*TASK DIRECTIONS*:
Verbatim output of the lines below is required, with the images omitted.

───

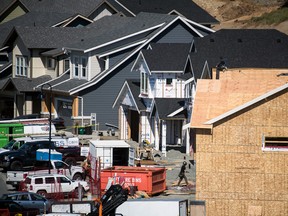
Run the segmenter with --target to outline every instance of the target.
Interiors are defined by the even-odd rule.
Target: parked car
[[[74,181],[61,174],[38,174],[27,176],[23,189],[43,197],[63,193],[69,197],[80,198],[89,190],[89,185],[86,181]]]
[[[0,200],[0,209],[7,209],[9,211],[7,215],[35,216],[40,213],[37,208],[24,208],[13,200]]]
[[[40,213],[50,212],[53,203],[53,200],[48,200],[37,193],[27,191],[3,194],[0,199],[13,200],[26,209],[37,208]]]
[[[35,161],[33,166],[23,167],[23,171],[7,171],[6,184],[18,187],[20,182],[24,181],[26,176],[49,173],[49,161]],[[68,165],[60,160],[50,161],[50,173],[64,174],[73,180],[82,180],[84,177],[81,166]]]
[[[64,148],[57,147],[56,141],[37,140],[24,143],[18,150],[6,151],[0,154],[0,167],[4,170],[22,170],[25,166],[33,166],[36,161],[38,149],[55,149],[62,154],[62,160],[67,164],[76,165],[76,161],[84,161],[85,156],[81,156],[81,148],[72,146]]]

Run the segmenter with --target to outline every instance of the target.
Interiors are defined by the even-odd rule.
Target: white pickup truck
[[[63,161],[51,160],[50,173],[63,174],[73,180],[83,179],[83,169],[81,166],[69,166]],[[48,161],[37,161],[33,167],[25,167],[24,171],[7,171],[6,184],[18,187],[20,182],[28,175],[49,173]]]

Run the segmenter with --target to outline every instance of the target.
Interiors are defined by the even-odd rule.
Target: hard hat
[[[183,161],[183,164],[184,164],[184,165],[186,165],[186,164],[187,164],[187,162],[186,162],[186,161]]]

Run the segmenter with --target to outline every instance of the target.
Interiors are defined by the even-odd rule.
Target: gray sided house
[[[191,44],[151,43],[140,51],[131,68],[139,79],[126,80],[113,104],[121,139],[146,140],[164,155],[168,145],[190,146]]]
[[[79,48],[84,48],[83,55],[89,56],[88,71],[91,71],[88,74],[96,73],[96,75],[91,76],[90,80],[88,78],[82,85],[67,91],[77,98],[75,104],[78,103],[76,106],[78,108],[75,107],[75,110],[77,109],[78,113],[73,116],[74,122],[79,124],[83,122],[83,118],[89,122],[91,113],[96,113],[100,130],[107,129],[106,123],[119,125],[119,111],[112,106],[125,80],[140,78],[139,72],[133,71],[132,66],[141,49],[146,49],[150,43],[190,44],[195,37],[203,37],[213,32],[205,26],[188,22],[180,16],[140,13],[135,18],[116,18],[111,16],[101,19],[102,21],[114,19],[111,24],[115,25],[115,29],[111,28],[107,34],[95,37],[94,43],[91,38],[82,41],[82,46],[77,44]],[[123,22],[122,19],[127,21]],[[77,46],[67,48],[72,61],[71,73],[75,72],[73,56],[79,54]],[[185,61],[186,59],[187,57]],[[70,79],[67,82],[74,82],[74,80]],[[57,85],[53,87],[56,90],[57,88]],[[134,139],[140,141],[140,137],[136,136]]]

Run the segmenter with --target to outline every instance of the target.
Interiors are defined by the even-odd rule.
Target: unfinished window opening
[[[288,137],[263,136],[263,151],[288,151]]]

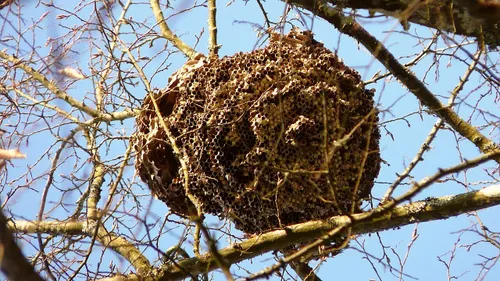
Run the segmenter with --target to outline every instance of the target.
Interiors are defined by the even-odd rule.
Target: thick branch
[[[95,229],[89,227],[86,222],[61,222],[61,221],[10,221],[8,228],[20,233],[45,233],[56,235],[85,235],[93,237]],[[112,232],[108,232],[104,227],[99,227],[97,241],[104,247],[108,247],[119,255],[127,259],[139,273],[146,273],[151,270],[148,259],[142,255],[132,243],[125,238]],[[29,280],[29,279],[26,279]]]
[[[217,58],[220,46],[217,45],[217,5],[216,0],[208,0],[208,49],[210,57]]]
[[[500,205],[500,185],[490,186],[480,191],[398,206],[381,216],[355,224],[352,228],[352,234],[371,233],[416,222],[446,219],[494,205]],[[353,219],[361,217],[363,214],[354,215]],[[351,219],[348,216],[336,216],[324,221],[310,221],[292,225],[226,247],[221,249],[219,253],[228,262],[237,263],[268,251],[279,250],[286,246],[321,237],[336,227],[350,223]],[[170,266],[155,279],[157,281],[180,280],[188,277],[187,272],[195,275],[213,270],[216,267],[217,263],[213,255],[208,253],[200,258],[182,260],[178,266]],[[130,277],[131,279],[137,278],[137,276]]]
[[[94,146],[95,144],[92,144]],[[97,156],[95,156],[97,157]],[[99,210],[97,203],[101,200],[102,184],[106,175],[106,167],[96,159],[94,168],[92,169],[92,180],[89,186],[89,198],[87,200],[87,219],[96,221],[99,218]]]
[[[0,0],[0,10],[8,7],[10,4],[12,4],[14,0]]]
[[[0,211],[0,268],[12,281],[43,281],[17,246],[7,219]]]
[[[450,107],[443,105],[422,81],[401,65],[380,41],[368,33],[356,21],[328,6],[322,4],[315,6],[314,3],[309,0],[292,0],[292,2],[307,10],[314,11],[318,16],[333,24],[340,32],[357,39],[378,61],[380,61],[380,63],[391,71],[391,73],[398,78],[398,80],[401,81],[401,83],[403,83],[422,104],[443,119],[460,135],[474,143],[481,152],[488,153],[497,149],[497,145],[492,140],[481,134],[477,128],[467,121],[460,118],[460,116]],[[500,163],[498,157],[495,160]]]
[[[495,205],[500,205],[500,185],[489,186],[479,191],[460,195],[427,199],[398,206],[381,216],[354,224],[352,234],[371,233],[416,222],[446,219]],[[364,214],[353,215],[353,220],[356,221],[363,216]],[[321,237],[332,229],[350,223],[352,223],[352,220],[348,216],[336,216],[324,221],[310,221],[292,225],[285,229],[264,233],[244,242],[233,244],[220,250],[219,253],[227,262],[233,264],[272,250],[279,250],[286,246],[310,241]],[[8,226],[13,231],[24,233],[43,232],[65,235],[93,234],[93,231],[87,231],[86,224],[81,222],[16,221],[9,222]],[[100,230],[98,234],[98,239],[103,245],[110,247],[126,257],[139,272],[141,271],[139,268],[151,268],[147,259],[145,259],[142,254],[125,239],[113,233],[108,233],[104,229]],[[178,266],[170,266],[156,277],[139,277],[133,274],[129,276],[116,276],[106,280],[180,280],[189,275],[196,275],[216,268],[217,263],[213,255],[208,253],[202,255],[200,258],[184,259],[178,263]]]
[[[45,233],[57,235],[82,235],[85,234],[85,225],[82,222],[65,221],[9,221],[8,227],[14,232]]]
[[[172,44],[174,44],[174,46],[179,49],[179,51],[183,52],[188,58],[194,59],[198,53],[193,50],[188,44],[182,41],[177,35],[175,35],[168,27],[167,22],[165,21],[165,17],[163,17],[163,12],[161,11],[159,1],[151,0],[150,4],[156,21],[160,26],[161,35],[168,41],[172,42]]]
[[[299,0],[304,6],[314,7],[316,0]],[[498,1],[452,0],[328,0],[338,8],[352,8],[378,12],[398,19],[408,28],[408,22],[453,34],[478,38],[491,46],[500,43],[500,3]],[[339,4],[341,3],[341,4]],[[313,11],[313,10],[311,10]]]

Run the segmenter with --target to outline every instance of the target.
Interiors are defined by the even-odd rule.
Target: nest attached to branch
[[[187,194],[246,233],[359,212],[380,169],[373,91],[308,32],[190,61],[154,98],[181,155],[147,96],[136,168],[181,216],[193,209]]]

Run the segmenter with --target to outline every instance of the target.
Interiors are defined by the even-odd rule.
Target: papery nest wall
[[[191,61],[137,117],[136,168],[172,211],[205,213],[246,233],[359,212],[380,169],[373,91],[308,32]]]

───

*EXERCISE OUTPUT*:
Run the segmenter with --target to outline every instance of the target.
Interiors are defined by the even-odd rule.
Target: parked car
[[[74,181],[61,174],[38,174],[27,176],[23,189],[43,197],[63,193],[69,197],[80,198],[89,190],[89,185],[86,181]]]
[[[0,200],[0,209],[7,209],[9,211],[7,215],[35,216],[40,213],[37,208],[24,208],[13,200]]]
[[[40,213],[50,212],[53,203],[53,200],[48,200],[37,193],[27,191],[3,194],[0,199],[13,200],[26,209],[37,208]]]
[[[35,161],[33,166],[23,167],[23,171],[7,171],[6,184],[18,187],[20,182],[24,181],[26,176],[49,173],[49,161]],[[68,165],[60,160],[50,161],[50,173],[64,174],[73,180],[82,180],[84,177],[81,166]]]
[[[64,148],[57,147],[56,141],[37,140],[24,143],[18,150],[6,151],[0,154],[0,167],[4,170],[22,170],[25,166],[33,166],[36,161],[38,149],[55,149],[62,154],[62,160],[67,164],[76,165],[76,161],[84,161],[85,156],[81,156],[81,148],[72,146]]]

Run the segmenter with --target to outline every instance of the target.
Interiors are defined by the even-odd rule.
Target: white pickup truck
[[[63,161],[51,160],[50,173],[63,174],[73,180],[83,179],[83,169],[81,166],[69,166]],[[48,161],[37,161],[33,167],[25,167],[24,171],[7,171],[6,184],[18,187],[20,182],[28,175],[49,173]]]

Run the segmenter with --target to outline every instance of the target.
Interiors are defined by the even-odd rule.
Target: hard hat
[[[183,161],[183,164],[184,164],[184,165],[186,165],[186,164],[187,164],[187,162],[186,162],[186,161]]]

Run the segmenter with --target to outline every instance of the target.
Interiors are defined by the even-odd rule.
Target: gray sided house
[[[191,44],[151,43],[140,51],[131,68],[139,79],[126,80],[113,104],[121,139],[146,140],[164,155],[168,145],[190,146]]]
[[[79,48],[84,48],[83,55],[89,56],[88,71],[91,71],[88,74],[96,73],[96,75],[91,76],[90,80],[88,78],[82,85],[67,91],[77,98],[75,104],[78,103],[76,106],[78,108],[75,107],[75,110],[77,109],[78,113],[73,116],[74,122],[79,124],[83,122],[83,118],[89,122],[91,113],[96,113],[100,130],[107,129],[106,123],[119,125],[119,111],[112,106],[125,80],[140,78],[139,72],[133,71],[132,66],[141,49],[146,49],[150,43],[190,44],[195,37],[203,37],[213,32],[205,26],[188,22],[180,16],[140,13],[135,18],[116,18],[111,16],[101,19],[102,21],[114,19],[111,24],[115,25],[115,29],[111,28],[107,34],[95,37],[94,43],[91,38],[82,41],[82,46],[77,44]],[[123,22],[122,19],[127,21]],[[77,46],[67,48],[72,61],[71,73],[75,72],[73,56],[79,54]],[[185,61],[186,59],[187,57]],[[70,79],[67,82],[74,82],[74,80]],[[57,85],[53,87],[56,90],[57,88]],[[134,139],[140,141],[140,137],[136,136]]]

Run the segmenter with --target to outline every instance of the target.
Interiors are defined by the even-odd rule.
Target: unfinished window opening
[[[288,137],[263,136],[263,151],[288,151]]]

Run the segmenter with --target to outline every instance of the target.
Interiors are defined by the even-odd rule.
Target: thick branch
[[[95,229],[89,227],[86,222],[61,222],[61,221],[10,221],[8,228],[20,233],[45,233],[56,235],[85,235],[93,237]],[[112,232],[108,232],[104,227],[99,227],[97,241],[104,247],[108,247],[119,255],[127,259],[139,273],[146,273],[151,270],[148,259],[142,255],[132,243],[125,238]],[[29,280],[29,279],[26,279]]]
[[[217,58],[220,46],[217,45],[217,5],[216,0],[208,0],[208,49],[210,57]]]
[[[500,205],[500,185],[490,186],[480,191],[398,206],[381,216],[355,224],[352,228],[352,234],[371,233],[416,222],[446,219],[494,205]],[[353,219],[361,217],[363,214],[354,215]],[[351,219],[348,216],[336,216],[324,221],[310,221],[292,225],[226,247],[221,249],[219,253],[228,262],[237,263],[268,251],[279,250],[286,246],[321,237],[336,227],[350,223]],[[170,266],[155,279],[157,281],[180,280],[188,277],[187,272],[195,275],[213,270],[216,267],[217,263],[213,255],[208,253],[200,258],[182,260],[178,266]],[[130,277],[131,279],[137,278],[137,276]]]
[[[94,146],[95,144],[92,144]],[[97,156],[95,156],[97,157]],[[99,210],[97,203],[101,200],[102,184],[106,175],[106,167],[96,159],[94,168],[92,169],[92,180],[89,186],[89,198],[87,200],[87,219],[96,221],[99,218]]]
[[[0,0],[0,10],[8,7],[10,4],[12,4],[14,0]]]
[[[0,211],[0,268],[12,281],[43,281],[17,246],[7,219]]]
[[[450,107],[443,105],[422,81],[401,65],[380,41],[368,33],[356,21],[328,6],[322,4],[315,6],[314,3],[309,0],[292,0],[292,2],[307,10],[314,11],[318,16],[333,24],[340,32],[357,39],[378,61],[380,61],[380,63],[391,71],[391,73],[398,78],[398,80],[401,81],[401,83],[403,83],[422,104],[443,119],[460,135],[474,143],[481,152],[488,153],[497,149],[497,145],[492,140],[481,134],[477,128],[467,121],[460,118],[460,116]],[[500,163],[498,157],[495,160]]]
[[[495,205],[500,205],[500,185],[489,186],[479,191],[460,195],[427,199],[398,206],[381,216],[354,224],[352,234],[371,233],[416,222],[446,219]],[[364,214],[353,215],[353,220],[356,221],[363,216]],[[321,237],[332,229],[350,223],[352,223],[352,220],[348,216],[336,216],[324,221],[310,221],[292,225],[285,229],[264,233],[244,242],[233,244],[220,250],[219,253],[227,262],[233,264],[272,250],[279,250],[286,246],[310,241]],[[8,226],[13,231],[24,233],[43,232],[65,235],[93,234],[93,231],[87,231],[86,224],[81,222],[16,221],[9,222]],[[100,230],[98,234],[98,239],[103,245],[110,247],[126,257],[139,272],[141,271],[139,268],[151,268],[147,259],[145,259],[142,254],[125,239],[113,233],[108,233],[104,229]],[[178,266],[170,266],[156,277],[139,277],[133,274],[129,276],[116,276],[106,280],[180,280],[189,275],[196,275],[216,268],[217,263],[213,255],[208,253],[202,255],[200,258],[184,259],[178,263]]]
[[[45,233],[57,235],[82,235],[85,234],[85,225],[82,222],[65,221],[9,221],[8,227],[14,232]]]
[[[172,44],[174,44],[174,46],[179,49],[179,51],[183,52],[188,58],[194,59],[198,53],[193,50],[188,44],[182,41],[177,35],[175,35],[168,27],[167,22],[165,21],[165,17],[163,17],[163,12],[161,11],[159,1],[151,0],[150,4],[156,21],[160,26],[161,35],[168,41],[172,42]]]
[[[299,0],[304,6],[314,7],[316,0]],[[498,1],[452,0],[328,0],[338,8],[352,8],[378,12],[398,19],[408,28],[408,22],[453,34],[478,38],[491,46],[500,43],[500,3]],[[339,4],[341,3],[341,4]],[[313,11],[313,10],[311,10]]]

Run the segmenter with --target to outline every instance of the target.
Interiors are defined by the even-odd rule.
Target: nest attached to branch
[[[187,194],[246,233],[359,212],[380,169],[373,91],[308,32],[190,61],[154,98],[181,155],[147,96],[136,168],[181,216],[193,209]]]

Run the segmenter with --target to outline every instance of the target.
Interiors are defined by the even-odd rule.
Target: papery nest wall
[[[191,61],[137,117],[136,168],[172,211],[205,213],[246,233],[359,212],[380,169],[373,91],[308,32]]]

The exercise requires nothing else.